↓
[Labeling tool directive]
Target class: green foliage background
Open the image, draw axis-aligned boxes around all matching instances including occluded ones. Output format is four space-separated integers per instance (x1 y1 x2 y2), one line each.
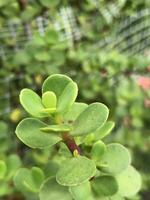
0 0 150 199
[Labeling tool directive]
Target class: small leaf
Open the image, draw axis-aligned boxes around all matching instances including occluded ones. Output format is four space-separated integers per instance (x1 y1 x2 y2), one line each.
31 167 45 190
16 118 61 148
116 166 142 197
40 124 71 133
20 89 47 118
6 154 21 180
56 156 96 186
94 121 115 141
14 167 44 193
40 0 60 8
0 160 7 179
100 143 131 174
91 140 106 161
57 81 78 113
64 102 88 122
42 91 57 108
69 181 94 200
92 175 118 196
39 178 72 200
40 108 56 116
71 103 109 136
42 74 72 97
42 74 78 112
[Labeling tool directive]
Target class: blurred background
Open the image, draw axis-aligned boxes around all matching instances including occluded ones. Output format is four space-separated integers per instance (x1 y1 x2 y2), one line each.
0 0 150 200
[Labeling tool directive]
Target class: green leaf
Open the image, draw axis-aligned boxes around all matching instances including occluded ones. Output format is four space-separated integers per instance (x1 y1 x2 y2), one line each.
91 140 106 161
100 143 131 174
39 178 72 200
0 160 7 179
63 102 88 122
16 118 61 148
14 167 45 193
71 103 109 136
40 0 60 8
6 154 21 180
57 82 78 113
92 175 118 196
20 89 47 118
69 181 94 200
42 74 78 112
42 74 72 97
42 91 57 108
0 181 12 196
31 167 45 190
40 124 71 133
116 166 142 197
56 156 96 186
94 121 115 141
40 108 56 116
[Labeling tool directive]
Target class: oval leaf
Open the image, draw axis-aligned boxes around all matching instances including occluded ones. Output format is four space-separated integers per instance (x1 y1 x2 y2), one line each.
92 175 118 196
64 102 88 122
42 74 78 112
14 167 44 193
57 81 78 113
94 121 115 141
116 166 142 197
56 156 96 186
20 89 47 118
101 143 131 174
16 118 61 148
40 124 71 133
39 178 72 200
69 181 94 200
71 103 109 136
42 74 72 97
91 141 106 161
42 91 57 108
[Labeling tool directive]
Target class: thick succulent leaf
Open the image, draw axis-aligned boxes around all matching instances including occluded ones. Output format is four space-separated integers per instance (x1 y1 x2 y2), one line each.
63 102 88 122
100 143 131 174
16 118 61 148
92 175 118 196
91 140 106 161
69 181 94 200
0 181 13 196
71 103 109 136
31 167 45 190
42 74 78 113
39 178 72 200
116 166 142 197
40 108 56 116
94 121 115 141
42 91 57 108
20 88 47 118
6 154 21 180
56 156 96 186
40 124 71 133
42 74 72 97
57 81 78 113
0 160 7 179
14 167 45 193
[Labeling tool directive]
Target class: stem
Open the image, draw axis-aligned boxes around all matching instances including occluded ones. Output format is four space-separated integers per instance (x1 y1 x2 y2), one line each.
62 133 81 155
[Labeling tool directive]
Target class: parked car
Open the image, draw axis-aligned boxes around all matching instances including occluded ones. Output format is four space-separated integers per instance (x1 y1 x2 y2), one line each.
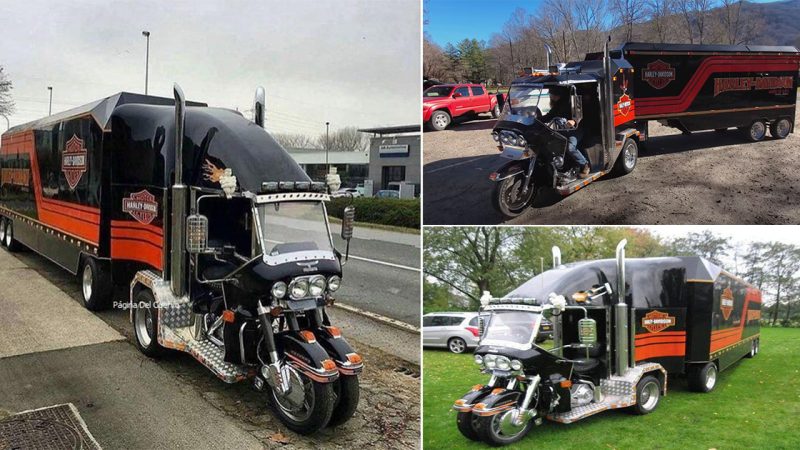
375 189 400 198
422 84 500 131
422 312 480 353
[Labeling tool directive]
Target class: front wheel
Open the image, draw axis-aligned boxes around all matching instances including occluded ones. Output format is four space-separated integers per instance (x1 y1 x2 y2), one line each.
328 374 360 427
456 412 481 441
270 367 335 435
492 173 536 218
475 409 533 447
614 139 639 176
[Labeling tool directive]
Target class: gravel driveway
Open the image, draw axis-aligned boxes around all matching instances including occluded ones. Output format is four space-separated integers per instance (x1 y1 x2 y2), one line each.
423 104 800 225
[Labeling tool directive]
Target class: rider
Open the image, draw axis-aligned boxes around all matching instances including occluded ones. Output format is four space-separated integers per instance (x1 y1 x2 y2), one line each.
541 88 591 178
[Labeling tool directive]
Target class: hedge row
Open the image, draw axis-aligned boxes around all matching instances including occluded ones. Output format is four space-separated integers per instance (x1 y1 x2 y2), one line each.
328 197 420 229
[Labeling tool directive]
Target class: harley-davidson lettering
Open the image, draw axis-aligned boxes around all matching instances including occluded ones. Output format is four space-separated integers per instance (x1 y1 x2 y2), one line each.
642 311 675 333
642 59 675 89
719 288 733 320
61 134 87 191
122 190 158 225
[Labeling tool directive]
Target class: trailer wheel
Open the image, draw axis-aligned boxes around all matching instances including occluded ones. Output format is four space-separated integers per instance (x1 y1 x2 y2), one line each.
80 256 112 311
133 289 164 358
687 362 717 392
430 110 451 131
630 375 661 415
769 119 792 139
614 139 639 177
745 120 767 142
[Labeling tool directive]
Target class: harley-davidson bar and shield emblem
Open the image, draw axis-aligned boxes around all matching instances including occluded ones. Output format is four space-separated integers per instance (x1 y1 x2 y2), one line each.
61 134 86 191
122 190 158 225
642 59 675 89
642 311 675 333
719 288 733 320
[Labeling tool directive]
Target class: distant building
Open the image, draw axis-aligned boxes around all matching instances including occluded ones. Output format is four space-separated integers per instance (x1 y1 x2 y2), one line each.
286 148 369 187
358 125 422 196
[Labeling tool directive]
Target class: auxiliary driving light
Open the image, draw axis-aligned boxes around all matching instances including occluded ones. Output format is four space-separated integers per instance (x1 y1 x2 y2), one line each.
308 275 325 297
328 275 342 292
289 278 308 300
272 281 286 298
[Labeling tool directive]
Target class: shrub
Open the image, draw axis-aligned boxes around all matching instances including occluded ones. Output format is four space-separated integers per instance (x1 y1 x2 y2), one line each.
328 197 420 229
↑
↓
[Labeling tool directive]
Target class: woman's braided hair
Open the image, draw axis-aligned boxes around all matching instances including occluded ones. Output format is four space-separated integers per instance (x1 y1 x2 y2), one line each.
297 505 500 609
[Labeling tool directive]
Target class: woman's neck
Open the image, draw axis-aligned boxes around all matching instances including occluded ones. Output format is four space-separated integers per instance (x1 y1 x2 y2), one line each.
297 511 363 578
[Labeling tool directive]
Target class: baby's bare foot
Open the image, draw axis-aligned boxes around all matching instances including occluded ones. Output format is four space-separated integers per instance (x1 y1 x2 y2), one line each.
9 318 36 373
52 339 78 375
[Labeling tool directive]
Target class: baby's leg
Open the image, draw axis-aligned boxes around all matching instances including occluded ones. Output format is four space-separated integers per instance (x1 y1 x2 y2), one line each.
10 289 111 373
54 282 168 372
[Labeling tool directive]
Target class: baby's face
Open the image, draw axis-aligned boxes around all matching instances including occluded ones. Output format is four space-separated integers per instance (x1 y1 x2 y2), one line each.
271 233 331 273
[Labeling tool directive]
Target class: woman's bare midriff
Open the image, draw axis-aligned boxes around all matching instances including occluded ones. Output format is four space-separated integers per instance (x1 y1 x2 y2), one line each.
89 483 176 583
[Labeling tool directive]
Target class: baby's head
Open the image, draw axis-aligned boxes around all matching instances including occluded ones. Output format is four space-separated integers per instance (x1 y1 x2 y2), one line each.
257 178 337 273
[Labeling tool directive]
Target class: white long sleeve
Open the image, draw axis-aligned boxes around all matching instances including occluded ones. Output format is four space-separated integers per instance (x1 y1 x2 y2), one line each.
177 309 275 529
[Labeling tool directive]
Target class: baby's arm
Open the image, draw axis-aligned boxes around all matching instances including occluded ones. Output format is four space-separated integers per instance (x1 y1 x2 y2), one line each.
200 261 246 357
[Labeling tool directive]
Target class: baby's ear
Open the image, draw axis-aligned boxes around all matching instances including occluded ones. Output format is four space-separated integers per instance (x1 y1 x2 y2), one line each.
↑
◆ **SET PROBLEM**: Report every line of the rows that contains the string "green", matching case exactly.

◆ **SOLUTION**:
Target class: green foliage background
Target class: green leaf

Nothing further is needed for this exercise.